[begin Text extract]

Dino Esposito, Wintellect

Dino  Esposito

Dino Esposito is a trainer and consultant based in Rome, Italy. Member of the Wintellect team, Dino specializes in ASP.NET and ADO.NET and spends most of his time teaching and consulting across Europe and the United States. In particular, Dino manages the ADO.NET courseware for Wintellect (http://www.wintellect.com).

Prolific author, Dino writes the "Cutting Edge" column for MSDN Magazine and contributes to the Microsoft's ASP.NET and Longhorn DevCenters and several other magazines. Every month asp.netPRO Magazine, Windows Developer's Journal, and CoDe Magazine have Dino's articles covering topics ranging from Web development to data access and from XML to Web services programming, all rigorously done using the .NET Framework. Dino wrote numerous books including "Programming Microsoft ASP.NET" (Microsoft Press, 2003), sort of official annotated programmer's reference for ASP.NET development, and "Applied XML Programming with the .NET Framework", always from Microsoft Press (2002). The most recent book is "Introducing ASP.NET 2.0", Microsoft Press 2004. When not writing or teaching, Dino loves speaking at industry events worldwide such as Microsoft TechEd, DevConnections and WinDev.

[end Text extract]

**Goal**
How would you translate this sentence from the Dino Esposito profile above into Spanish: "Dino Esposito is a trainer and consultant based in Rome, Italy."

[begin Raw records]

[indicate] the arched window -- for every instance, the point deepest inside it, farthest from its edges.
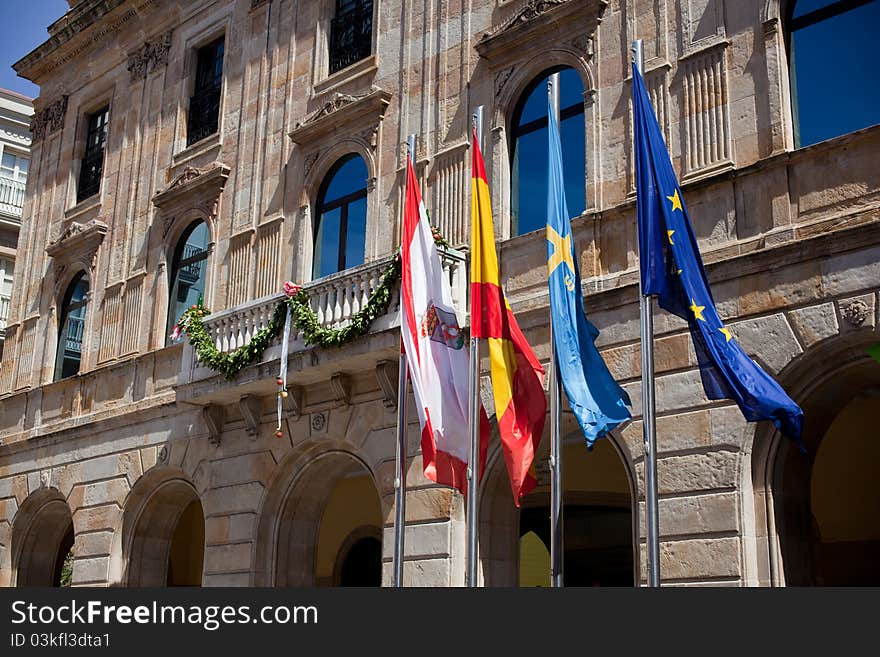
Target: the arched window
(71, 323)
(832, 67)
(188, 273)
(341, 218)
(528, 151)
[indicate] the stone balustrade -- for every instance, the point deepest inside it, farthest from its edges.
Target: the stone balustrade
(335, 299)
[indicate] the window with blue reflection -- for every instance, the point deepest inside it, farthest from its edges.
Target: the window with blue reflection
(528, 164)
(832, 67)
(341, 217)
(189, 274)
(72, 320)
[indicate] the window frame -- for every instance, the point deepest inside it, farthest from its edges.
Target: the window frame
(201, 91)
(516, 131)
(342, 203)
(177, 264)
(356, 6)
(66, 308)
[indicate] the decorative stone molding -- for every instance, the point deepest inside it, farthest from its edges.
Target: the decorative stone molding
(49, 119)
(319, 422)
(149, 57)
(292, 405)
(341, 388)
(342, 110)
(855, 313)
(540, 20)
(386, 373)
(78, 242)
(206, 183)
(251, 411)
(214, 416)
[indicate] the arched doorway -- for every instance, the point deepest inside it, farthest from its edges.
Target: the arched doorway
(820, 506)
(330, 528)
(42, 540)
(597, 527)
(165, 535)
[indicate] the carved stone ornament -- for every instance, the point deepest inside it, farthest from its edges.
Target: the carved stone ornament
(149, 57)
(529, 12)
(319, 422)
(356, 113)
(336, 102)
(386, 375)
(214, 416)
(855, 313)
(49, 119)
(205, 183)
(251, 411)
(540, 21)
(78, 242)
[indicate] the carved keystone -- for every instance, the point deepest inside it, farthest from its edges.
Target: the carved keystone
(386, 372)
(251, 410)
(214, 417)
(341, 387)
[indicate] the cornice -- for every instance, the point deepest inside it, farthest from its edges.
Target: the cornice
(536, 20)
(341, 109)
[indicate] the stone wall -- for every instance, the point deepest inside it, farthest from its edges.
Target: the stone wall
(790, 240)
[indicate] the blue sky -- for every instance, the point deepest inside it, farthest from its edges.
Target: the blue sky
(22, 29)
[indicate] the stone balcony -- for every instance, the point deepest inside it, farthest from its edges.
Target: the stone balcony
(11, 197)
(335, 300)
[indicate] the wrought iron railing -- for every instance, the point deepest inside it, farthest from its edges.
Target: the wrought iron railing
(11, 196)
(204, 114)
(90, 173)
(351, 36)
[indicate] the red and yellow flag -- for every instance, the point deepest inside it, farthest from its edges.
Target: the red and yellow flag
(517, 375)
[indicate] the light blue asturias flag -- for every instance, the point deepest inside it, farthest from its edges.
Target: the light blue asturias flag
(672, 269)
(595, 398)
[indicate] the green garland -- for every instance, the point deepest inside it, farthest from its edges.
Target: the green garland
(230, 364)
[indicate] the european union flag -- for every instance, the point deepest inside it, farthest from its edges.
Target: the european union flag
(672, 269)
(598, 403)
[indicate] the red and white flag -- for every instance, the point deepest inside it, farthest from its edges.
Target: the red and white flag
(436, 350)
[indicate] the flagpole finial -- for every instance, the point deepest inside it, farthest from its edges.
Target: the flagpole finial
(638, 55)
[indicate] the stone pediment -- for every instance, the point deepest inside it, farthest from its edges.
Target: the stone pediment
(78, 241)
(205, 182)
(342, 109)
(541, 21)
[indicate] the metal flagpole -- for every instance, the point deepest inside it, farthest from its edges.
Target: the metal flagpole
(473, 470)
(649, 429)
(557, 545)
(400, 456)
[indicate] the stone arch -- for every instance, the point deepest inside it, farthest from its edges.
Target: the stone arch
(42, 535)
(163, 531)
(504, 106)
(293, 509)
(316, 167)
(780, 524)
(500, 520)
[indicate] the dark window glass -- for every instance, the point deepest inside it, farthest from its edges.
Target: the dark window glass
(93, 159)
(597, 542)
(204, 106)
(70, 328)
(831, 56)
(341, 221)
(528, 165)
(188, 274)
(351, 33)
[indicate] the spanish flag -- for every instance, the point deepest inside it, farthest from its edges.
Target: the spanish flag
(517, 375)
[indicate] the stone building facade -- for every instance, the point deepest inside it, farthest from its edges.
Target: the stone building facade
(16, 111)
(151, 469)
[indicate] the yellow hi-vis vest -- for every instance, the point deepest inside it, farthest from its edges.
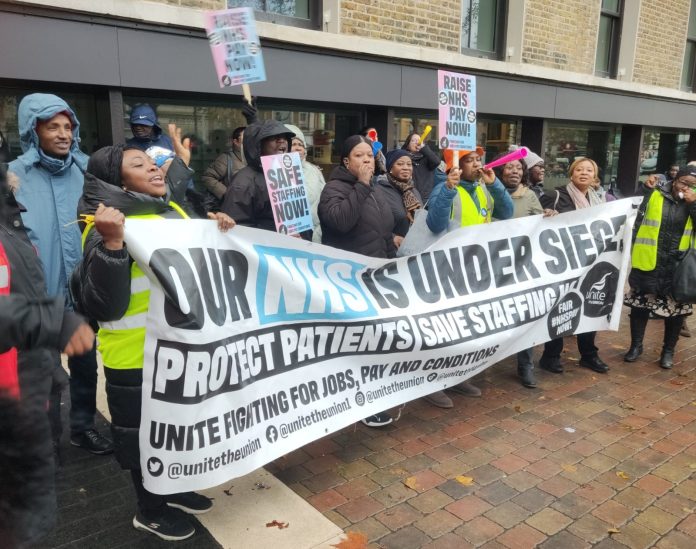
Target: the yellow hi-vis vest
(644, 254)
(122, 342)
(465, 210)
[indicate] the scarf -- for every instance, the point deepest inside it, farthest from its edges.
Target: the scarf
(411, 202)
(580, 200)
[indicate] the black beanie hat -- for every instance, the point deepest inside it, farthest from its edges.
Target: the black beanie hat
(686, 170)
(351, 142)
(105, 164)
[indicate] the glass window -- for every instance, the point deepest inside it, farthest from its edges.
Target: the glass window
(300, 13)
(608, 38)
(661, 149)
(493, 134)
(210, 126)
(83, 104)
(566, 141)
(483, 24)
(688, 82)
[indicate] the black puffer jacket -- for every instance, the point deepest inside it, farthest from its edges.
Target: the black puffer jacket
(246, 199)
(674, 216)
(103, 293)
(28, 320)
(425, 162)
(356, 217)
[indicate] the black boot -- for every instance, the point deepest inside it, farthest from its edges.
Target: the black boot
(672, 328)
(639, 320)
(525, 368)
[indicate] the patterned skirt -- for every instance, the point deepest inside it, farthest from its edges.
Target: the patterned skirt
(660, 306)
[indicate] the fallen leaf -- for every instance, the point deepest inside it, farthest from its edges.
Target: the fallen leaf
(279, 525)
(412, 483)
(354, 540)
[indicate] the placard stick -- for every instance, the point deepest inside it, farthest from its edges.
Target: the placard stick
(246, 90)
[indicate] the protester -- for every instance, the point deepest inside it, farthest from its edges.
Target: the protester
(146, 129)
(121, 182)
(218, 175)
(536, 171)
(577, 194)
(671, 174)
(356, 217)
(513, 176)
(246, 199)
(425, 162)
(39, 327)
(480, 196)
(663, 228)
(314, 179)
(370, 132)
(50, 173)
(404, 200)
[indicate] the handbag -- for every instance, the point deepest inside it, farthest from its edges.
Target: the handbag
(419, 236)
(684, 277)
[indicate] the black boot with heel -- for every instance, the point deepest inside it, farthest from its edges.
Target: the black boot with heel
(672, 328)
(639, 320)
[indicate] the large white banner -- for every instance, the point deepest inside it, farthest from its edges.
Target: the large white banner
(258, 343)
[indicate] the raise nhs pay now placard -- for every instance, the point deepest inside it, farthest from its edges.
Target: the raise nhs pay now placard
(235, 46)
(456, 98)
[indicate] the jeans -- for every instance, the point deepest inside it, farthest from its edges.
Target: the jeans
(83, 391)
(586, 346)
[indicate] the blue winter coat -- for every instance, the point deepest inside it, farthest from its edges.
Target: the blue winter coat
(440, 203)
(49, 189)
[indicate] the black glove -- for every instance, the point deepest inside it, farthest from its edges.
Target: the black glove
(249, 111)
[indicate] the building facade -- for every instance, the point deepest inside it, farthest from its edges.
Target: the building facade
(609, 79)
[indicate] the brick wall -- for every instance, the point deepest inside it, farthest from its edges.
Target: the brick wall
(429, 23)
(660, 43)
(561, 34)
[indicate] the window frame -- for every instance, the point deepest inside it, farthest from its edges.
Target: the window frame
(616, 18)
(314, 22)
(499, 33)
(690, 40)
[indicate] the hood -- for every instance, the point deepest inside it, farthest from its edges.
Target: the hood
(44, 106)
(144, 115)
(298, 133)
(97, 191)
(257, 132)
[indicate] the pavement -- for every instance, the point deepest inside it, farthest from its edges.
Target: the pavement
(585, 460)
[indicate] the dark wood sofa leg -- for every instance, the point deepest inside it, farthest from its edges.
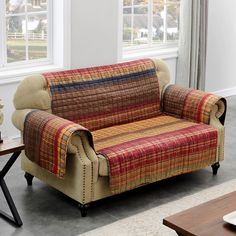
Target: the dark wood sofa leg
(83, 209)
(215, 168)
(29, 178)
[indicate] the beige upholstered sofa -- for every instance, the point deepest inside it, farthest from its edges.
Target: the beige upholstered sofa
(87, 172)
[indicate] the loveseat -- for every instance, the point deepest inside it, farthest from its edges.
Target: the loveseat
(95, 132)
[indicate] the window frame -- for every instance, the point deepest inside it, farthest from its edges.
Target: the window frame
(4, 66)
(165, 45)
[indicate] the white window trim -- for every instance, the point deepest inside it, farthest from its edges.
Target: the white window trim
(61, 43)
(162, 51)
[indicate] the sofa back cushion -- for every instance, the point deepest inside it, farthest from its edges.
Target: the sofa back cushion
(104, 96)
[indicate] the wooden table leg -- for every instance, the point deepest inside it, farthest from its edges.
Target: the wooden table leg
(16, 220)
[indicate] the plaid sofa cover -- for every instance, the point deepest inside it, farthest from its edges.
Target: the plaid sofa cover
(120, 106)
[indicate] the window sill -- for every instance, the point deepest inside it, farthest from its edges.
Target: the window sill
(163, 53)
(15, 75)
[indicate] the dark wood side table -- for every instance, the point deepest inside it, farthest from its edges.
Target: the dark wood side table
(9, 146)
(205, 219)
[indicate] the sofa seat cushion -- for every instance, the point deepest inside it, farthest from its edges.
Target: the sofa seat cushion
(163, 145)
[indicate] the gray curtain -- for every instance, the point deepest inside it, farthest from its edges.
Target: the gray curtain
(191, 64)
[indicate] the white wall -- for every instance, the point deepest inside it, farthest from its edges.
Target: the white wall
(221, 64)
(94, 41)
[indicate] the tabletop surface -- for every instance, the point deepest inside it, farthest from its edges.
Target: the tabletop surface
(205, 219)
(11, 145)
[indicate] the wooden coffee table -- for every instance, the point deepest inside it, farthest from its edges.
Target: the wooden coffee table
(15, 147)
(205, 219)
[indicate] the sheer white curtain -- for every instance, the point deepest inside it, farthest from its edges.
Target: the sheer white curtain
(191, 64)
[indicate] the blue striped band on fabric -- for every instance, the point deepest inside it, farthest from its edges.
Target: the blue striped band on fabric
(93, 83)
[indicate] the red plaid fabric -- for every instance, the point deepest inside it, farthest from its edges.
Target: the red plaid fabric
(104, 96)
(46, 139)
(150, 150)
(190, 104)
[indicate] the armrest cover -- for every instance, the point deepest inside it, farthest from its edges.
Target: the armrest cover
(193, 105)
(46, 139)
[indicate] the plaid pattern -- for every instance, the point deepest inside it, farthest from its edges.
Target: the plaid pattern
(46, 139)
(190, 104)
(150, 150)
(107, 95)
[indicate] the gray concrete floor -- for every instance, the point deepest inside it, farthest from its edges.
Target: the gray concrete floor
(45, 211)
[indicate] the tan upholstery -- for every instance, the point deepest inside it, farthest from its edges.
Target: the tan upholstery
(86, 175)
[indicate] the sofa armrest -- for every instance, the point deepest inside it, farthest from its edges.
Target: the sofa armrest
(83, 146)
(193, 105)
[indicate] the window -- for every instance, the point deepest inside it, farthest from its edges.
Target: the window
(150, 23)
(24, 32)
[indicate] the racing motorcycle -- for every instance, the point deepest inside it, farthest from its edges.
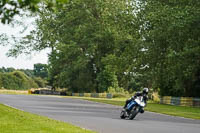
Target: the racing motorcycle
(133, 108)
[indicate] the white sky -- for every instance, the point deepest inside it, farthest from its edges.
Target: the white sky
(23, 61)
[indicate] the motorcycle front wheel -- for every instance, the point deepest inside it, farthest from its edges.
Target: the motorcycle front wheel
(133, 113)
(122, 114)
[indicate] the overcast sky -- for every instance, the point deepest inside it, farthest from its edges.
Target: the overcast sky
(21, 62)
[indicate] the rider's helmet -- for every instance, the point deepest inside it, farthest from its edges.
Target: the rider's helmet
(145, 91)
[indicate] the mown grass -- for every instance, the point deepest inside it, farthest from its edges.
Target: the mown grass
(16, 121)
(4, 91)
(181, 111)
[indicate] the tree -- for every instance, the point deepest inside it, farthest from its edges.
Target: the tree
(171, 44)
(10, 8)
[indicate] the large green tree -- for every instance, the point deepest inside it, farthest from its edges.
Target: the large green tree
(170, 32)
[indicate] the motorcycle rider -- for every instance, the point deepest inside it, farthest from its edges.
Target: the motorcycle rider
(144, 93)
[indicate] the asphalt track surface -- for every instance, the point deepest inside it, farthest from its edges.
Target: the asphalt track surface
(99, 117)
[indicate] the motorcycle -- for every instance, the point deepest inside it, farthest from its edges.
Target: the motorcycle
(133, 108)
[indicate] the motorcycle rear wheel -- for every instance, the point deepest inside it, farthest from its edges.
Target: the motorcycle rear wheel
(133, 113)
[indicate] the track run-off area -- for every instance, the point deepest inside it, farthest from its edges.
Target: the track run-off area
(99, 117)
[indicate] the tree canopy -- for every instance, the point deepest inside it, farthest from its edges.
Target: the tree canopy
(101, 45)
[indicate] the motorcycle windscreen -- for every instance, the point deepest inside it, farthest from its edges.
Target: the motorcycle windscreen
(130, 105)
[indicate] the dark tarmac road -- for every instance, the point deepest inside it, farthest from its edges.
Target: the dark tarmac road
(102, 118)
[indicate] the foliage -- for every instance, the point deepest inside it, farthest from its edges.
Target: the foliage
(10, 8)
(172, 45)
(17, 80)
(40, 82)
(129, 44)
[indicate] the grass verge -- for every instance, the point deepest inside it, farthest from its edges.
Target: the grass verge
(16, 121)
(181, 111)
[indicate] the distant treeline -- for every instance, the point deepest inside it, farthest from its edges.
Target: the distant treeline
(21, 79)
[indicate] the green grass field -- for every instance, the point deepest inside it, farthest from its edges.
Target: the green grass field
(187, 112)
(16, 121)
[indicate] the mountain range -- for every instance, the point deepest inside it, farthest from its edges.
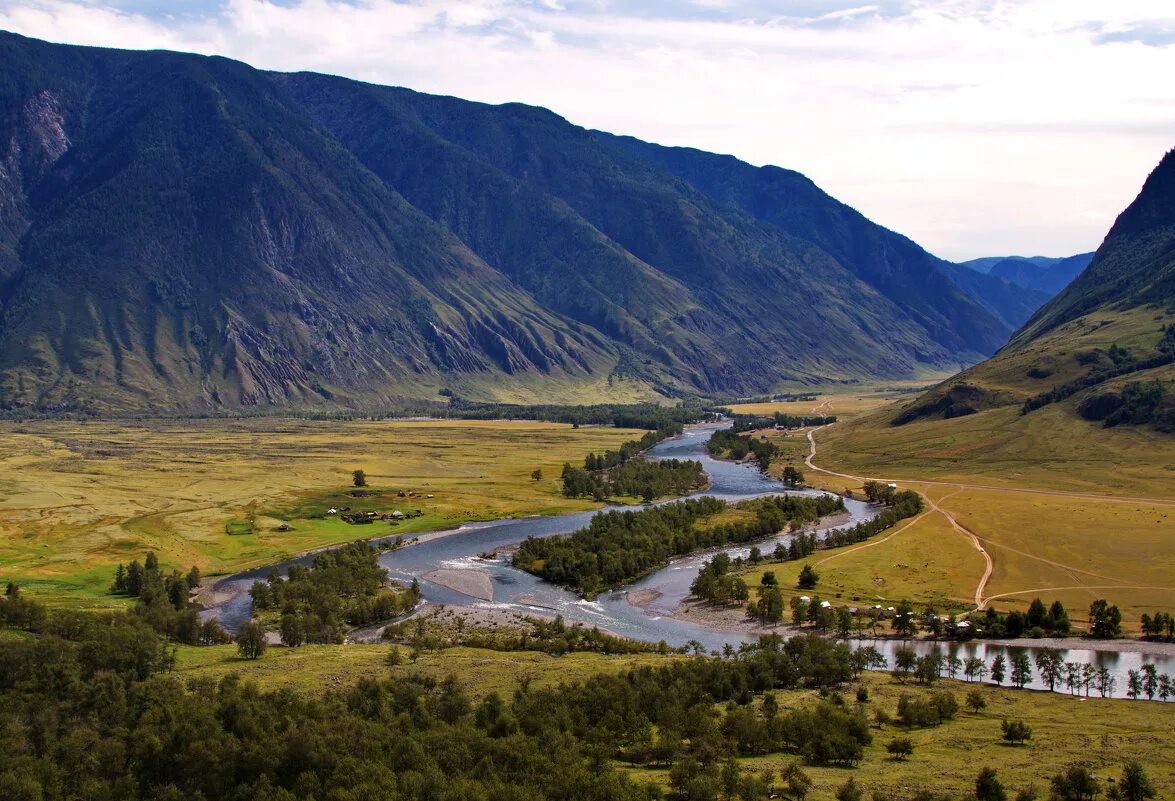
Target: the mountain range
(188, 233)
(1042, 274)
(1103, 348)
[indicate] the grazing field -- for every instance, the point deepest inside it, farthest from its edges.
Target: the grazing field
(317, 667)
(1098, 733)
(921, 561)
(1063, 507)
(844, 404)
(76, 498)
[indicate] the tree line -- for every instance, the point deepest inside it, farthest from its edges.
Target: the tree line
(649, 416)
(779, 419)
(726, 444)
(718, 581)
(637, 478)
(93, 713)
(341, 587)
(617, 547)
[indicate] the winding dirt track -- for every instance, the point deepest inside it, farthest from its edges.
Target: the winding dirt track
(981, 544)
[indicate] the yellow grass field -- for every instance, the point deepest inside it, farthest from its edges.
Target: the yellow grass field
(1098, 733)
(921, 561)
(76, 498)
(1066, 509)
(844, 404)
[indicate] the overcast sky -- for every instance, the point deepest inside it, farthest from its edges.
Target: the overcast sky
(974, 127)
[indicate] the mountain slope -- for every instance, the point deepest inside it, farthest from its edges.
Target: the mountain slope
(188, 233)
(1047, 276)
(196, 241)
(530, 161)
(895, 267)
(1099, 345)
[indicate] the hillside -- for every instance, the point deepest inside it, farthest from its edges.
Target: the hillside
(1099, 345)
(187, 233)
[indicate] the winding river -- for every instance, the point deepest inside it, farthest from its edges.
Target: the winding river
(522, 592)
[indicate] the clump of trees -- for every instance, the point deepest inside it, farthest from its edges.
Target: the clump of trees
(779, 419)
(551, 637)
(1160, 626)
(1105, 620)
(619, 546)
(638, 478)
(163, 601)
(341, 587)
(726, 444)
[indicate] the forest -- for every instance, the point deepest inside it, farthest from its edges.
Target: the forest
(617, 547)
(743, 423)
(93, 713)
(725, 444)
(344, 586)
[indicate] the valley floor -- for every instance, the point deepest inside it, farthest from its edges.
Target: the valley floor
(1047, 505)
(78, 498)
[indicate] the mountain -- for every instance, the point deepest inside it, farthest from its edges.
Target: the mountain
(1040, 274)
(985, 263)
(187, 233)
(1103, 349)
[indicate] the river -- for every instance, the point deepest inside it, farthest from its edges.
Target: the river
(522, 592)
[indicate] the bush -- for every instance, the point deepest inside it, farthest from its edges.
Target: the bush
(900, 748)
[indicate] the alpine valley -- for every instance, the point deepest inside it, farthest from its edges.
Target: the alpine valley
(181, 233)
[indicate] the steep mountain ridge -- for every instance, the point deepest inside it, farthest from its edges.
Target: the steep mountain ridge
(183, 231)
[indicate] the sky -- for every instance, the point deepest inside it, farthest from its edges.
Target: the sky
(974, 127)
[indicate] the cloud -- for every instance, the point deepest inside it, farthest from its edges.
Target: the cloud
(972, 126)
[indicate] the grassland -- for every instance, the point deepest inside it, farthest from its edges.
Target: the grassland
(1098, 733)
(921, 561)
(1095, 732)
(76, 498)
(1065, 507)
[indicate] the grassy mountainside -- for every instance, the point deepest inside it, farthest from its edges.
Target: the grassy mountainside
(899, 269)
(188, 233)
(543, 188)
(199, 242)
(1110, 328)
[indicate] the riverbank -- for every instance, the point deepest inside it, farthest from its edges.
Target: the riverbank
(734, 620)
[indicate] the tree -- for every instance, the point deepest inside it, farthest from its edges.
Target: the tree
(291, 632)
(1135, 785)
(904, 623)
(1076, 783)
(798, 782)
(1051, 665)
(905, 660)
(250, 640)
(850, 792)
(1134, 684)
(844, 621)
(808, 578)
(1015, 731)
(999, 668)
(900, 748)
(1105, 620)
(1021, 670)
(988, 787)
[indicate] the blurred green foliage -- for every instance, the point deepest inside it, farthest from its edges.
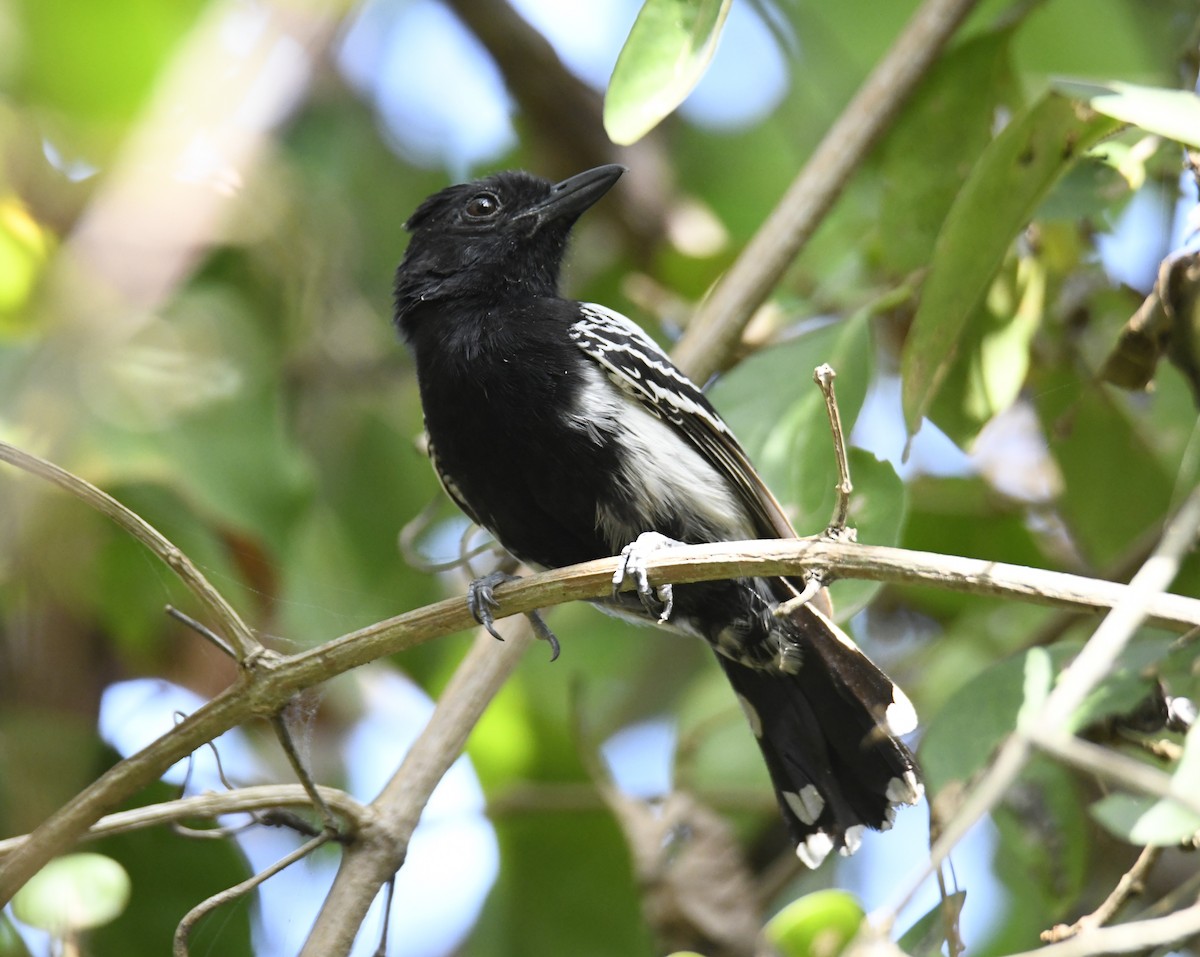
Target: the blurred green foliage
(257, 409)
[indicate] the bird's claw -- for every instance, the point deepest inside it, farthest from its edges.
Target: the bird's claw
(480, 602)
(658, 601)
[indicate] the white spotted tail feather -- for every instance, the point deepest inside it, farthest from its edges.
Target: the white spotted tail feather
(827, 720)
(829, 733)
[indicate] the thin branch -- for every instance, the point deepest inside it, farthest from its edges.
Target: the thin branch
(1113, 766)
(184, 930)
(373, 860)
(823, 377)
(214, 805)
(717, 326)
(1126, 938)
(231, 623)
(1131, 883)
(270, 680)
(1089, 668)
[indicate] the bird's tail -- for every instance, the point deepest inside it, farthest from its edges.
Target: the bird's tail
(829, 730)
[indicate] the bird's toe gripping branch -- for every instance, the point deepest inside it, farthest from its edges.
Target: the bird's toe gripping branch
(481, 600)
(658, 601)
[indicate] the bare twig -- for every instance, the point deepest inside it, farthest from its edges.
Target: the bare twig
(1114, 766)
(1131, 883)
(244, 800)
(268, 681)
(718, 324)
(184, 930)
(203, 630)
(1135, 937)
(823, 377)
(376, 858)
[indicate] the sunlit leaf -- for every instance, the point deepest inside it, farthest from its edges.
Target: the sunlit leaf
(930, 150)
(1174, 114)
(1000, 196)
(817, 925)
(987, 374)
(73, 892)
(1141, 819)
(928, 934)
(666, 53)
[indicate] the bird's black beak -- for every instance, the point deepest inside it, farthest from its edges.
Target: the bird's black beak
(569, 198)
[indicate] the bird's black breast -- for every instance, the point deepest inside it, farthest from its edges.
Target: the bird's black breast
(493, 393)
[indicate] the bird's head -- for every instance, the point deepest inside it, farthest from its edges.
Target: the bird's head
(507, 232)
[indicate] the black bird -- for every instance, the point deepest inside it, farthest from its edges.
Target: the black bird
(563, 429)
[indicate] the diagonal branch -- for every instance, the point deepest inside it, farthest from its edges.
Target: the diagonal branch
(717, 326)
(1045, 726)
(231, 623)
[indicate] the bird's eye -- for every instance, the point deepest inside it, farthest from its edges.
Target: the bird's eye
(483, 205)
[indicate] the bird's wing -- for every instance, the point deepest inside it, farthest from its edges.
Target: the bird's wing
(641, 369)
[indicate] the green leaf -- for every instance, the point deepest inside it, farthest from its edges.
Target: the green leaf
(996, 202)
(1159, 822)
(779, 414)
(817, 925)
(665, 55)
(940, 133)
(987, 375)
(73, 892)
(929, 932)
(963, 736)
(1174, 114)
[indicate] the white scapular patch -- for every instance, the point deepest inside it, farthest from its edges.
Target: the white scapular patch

[end Raw records]

**Reply to the exercise**
Dino Esposito es formador y consultor con sede en Roma, Italia.